Set down the part of the homocystinuria text below, starting with "What management looks" and going on through "cases diagnosed clinically.", with every word and mark unchanged.

==== Text passage ====

Newborn screening for homocystinuria uses methionine on the dried blood spot, with second-tier testing including total plasma homocysteine measurement and CBS sequencing. Methionine elevation is the screening marker for classical CBS deficiency. The remethylation defects are not always reliably detected by methionine alone because methionine in those forms is normal or low; some programs include propionylcarnitine or other markers as second-tier flags for the cobalamin-related forms.

Reported live-birth incidence of classical homocystinuria in unselected screening programs runs roughly 1 in 200,000 to 1 in 350,000. Founder effects produce higher rates in specific regions, including parts of Ireland and Qatar.

What management looks like

Standard of care depends on pyridoxine responsiveness.

For pyridoxine-responsive cases, oral pyridoxine at pharmacological doses, typically 100 to 500 mg per day or higher in adults, normalizes or substantially reduces homocysteine. Folate, methylcobalamin, and modest dietary measures complete the regimen. Children identified by screening and started on B6 in the first weeks of life have substantially preserved cognitive outcomes and reduced thromboembolic risk compared with cases diagnosed clinically.

For pyridoxine-non-responsive cases, treatment combines a methionine-restricted diet using medical formula free of methionine combined with measured natural protein, betaine (Cystadane, FDA-approved 1996), and folate. Betaine donates a methyl group that allows alternative remethylation of homocysteine to methionine through betaine-homocysteine methyltransferase, reducing homocysteine accumulation. The diet plus betaine combination requires lifelong adherence and metabolic dietitian supervision.

==== Data records ====

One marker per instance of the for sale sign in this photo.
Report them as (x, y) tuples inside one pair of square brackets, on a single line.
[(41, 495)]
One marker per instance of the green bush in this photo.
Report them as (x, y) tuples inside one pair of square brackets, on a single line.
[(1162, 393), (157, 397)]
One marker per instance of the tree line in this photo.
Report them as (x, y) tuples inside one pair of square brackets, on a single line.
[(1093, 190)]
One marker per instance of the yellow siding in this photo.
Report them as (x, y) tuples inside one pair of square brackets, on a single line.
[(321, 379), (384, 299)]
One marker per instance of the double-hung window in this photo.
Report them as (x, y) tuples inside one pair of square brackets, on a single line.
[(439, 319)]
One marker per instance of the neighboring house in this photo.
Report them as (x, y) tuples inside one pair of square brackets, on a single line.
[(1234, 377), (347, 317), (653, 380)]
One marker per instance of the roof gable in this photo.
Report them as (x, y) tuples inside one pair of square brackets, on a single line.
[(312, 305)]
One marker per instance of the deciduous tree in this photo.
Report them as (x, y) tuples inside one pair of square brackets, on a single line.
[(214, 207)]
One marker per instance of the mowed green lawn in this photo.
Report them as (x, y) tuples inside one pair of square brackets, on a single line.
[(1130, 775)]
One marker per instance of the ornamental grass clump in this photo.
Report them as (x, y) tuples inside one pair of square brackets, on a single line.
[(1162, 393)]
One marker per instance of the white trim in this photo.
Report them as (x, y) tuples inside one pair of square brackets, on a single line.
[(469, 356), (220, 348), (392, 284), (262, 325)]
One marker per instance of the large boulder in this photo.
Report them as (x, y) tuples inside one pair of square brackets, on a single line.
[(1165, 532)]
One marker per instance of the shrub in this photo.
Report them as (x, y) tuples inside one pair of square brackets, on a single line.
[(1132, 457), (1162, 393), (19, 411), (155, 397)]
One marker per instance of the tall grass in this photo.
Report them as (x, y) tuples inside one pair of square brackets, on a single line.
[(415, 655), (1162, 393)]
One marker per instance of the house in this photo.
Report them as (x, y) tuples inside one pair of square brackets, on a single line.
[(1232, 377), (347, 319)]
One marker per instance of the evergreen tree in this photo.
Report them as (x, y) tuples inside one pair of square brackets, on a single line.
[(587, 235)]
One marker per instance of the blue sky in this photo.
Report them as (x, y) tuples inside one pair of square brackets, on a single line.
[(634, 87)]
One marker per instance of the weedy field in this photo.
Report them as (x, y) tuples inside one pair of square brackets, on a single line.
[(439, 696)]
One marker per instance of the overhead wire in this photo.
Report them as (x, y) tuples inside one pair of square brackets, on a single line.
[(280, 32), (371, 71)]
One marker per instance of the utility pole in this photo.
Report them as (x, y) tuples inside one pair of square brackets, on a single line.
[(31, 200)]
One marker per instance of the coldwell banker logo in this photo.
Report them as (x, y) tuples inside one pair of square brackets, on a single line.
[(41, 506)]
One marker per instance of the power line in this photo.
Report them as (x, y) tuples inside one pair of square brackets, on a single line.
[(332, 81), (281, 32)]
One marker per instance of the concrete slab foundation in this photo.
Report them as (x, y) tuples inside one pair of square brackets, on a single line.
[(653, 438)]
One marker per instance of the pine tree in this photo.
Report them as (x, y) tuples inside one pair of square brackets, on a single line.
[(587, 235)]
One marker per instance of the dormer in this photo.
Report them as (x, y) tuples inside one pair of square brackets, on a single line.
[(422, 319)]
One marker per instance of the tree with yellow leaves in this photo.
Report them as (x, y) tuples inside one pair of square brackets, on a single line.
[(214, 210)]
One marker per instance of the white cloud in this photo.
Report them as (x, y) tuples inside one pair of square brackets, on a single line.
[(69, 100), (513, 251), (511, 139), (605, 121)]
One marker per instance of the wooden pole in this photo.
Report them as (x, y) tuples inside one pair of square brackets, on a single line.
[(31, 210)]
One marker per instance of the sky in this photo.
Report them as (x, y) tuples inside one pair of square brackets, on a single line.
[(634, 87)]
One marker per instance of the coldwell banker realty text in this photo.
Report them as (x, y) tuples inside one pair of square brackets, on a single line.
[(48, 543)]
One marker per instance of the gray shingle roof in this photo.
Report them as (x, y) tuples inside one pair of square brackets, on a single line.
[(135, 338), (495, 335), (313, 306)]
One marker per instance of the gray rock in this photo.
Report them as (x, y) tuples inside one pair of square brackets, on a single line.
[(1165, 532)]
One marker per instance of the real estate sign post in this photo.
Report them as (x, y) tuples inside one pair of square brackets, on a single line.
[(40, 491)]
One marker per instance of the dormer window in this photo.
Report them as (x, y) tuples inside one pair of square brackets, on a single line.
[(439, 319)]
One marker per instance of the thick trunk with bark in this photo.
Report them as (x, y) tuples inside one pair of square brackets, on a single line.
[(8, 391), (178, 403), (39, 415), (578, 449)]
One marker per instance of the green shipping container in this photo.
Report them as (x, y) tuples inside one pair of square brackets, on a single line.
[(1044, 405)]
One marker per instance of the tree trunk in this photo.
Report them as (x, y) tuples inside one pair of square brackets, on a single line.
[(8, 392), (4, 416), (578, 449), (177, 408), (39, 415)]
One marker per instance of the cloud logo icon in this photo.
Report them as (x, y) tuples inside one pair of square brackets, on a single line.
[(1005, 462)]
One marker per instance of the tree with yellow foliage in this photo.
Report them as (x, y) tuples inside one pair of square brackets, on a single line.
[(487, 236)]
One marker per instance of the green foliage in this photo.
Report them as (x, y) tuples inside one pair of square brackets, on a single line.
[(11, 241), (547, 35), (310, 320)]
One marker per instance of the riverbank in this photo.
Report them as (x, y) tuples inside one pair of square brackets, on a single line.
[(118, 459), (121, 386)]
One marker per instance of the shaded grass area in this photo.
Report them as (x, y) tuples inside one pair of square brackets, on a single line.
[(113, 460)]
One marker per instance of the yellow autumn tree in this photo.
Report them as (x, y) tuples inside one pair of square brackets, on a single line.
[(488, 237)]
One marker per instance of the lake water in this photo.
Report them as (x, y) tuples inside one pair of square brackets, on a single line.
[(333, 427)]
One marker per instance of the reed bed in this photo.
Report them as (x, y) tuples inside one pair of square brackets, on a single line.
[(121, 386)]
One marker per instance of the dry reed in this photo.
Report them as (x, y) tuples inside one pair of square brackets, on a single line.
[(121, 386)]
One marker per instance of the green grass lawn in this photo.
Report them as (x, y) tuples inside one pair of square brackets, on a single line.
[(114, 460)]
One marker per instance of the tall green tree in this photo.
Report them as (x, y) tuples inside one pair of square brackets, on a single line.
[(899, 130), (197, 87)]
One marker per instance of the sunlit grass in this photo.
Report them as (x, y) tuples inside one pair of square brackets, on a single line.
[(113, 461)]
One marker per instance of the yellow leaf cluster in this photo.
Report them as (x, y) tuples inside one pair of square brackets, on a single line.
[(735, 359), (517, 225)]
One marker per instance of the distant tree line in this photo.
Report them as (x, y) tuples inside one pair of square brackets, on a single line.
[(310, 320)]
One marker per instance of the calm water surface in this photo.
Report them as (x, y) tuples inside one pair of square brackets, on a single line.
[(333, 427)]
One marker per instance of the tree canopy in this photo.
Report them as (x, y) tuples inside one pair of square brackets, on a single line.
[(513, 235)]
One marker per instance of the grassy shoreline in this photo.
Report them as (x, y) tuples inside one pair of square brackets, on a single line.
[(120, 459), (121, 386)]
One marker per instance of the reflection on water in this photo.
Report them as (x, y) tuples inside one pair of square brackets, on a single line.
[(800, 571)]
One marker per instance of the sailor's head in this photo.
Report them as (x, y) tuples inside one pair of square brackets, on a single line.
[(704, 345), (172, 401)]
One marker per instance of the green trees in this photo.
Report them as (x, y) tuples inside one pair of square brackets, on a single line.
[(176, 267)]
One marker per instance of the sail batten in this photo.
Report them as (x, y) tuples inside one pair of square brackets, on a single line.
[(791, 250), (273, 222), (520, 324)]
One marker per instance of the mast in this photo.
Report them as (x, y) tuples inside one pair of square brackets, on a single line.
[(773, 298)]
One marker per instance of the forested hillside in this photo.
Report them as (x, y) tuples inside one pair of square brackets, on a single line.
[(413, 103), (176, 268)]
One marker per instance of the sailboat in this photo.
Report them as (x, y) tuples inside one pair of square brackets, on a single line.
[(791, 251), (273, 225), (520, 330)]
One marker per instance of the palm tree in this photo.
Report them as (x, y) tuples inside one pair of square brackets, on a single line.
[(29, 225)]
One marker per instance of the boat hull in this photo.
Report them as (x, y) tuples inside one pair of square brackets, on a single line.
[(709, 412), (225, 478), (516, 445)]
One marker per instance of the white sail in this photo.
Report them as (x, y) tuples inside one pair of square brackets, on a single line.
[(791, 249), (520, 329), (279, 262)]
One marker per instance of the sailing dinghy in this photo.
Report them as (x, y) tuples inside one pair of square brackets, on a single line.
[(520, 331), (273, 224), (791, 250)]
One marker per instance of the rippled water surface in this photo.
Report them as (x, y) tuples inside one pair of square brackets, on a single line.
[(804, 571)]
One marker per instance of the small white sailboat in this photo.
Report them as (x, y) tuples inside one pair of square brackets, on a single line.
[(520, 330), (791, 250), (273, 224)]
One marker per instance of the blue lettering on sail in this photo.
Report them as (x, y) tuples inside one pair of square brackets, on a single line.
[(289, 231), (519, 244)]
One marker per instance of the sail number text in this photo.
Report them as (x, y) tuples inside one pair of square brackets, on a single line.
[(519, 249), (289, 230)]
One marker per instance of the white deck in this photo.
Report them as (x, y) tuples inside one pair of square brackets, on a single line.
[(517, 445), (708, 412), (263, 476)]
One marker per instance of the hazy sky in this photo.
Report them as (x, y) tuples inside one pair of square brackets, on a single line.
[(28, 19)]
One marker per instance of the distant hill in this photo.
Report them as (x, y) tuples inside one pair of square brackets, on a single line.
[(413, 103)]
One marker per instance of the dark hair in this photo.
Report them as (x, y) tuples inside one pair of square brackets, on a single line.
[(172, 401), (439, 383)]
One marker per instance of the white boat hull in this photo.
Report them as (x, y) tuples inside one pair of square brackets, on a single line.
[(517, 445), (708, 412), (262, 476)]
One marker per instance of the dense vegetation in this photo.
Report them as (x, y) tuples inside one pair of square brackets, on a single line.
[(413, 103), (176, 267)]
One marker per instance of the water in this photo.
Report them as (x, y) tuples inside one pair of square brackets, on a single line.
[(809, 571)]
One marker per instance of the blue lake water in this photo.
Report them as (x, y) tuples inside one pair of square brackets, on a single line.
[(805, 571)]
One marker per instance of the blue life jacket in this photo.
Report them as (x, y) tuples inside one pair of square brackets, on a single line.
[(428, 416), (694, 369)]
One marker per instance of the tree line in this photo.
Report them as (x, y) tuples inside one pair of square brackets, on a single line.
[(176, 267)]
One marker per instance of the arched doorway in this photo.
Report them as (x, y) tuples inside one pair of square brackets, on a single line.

====

• _Worked solution_
What management looks like

Standard of care depends on pyridoxine responsiveness.

For pyridoxine-responsive cases, oral pyridoxine at pharmacological doses, typically 100 to 500 mg per day or higher in adults, normalizes or substantially reduces homocysteine. Folate, methylcobalamin, and modest dietary measures complete the regimen. Children identified by screening and started on B6 in the first weeks of life have substantially preserved cognitive outcomes and reduced thromboembolic risk compared with cases diagnosed clinically.